(Saved entries)
[Start of Attachment]

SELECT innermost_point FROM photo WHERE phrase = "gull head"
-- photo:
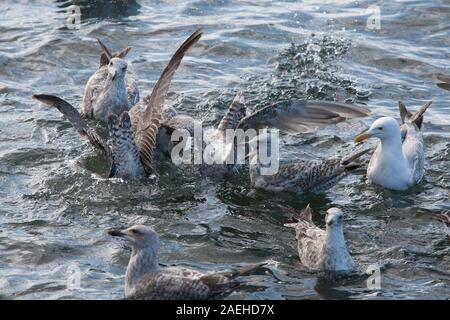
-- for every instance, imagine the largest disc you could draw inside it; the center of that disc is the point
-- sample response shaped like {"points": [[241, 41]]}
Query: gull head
{"points": [[139, 236], [117, 68], [383, 128], [334, 217]]}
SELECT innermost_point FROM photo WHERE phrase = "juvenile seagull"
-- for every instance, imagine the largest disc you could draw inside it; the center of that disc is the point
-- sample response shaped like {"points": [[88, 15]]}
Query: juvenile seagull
{"points": [[320, 249], [145, 279], [300, 116], [395, 164], [302, 175], [130, 149], [112, 88]]}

[End of Attachment]

Work task: Repeat the entries above exactly as written, but not their pictures.

Your solution:
SELECT innermost_point FROM photo WHERE phrase = "gull head"
-- photo:
-- for every instance, imagine the largest disc you could draw inside it; the center of that disc is the point
-- sample response shaped like {"points": [[241, 41]]}
Query: gull head
{"points": [[139, 236], [117, 68], [383, 128], [334, 217]]}
SELECT innermost_point FROM photo WHERE phrase = "juvenile seagull"
-- for every instance, imagine the largest disc you could draw inside it; the center of that disc is the point
-- sample response shaped like {"points": [[88, 15]]}
Query: juvenile seagull
{"points": [[320, 249], [145, 279], [300, 116], [395, 164], [302, 175], [130, 149], [112, 88]]}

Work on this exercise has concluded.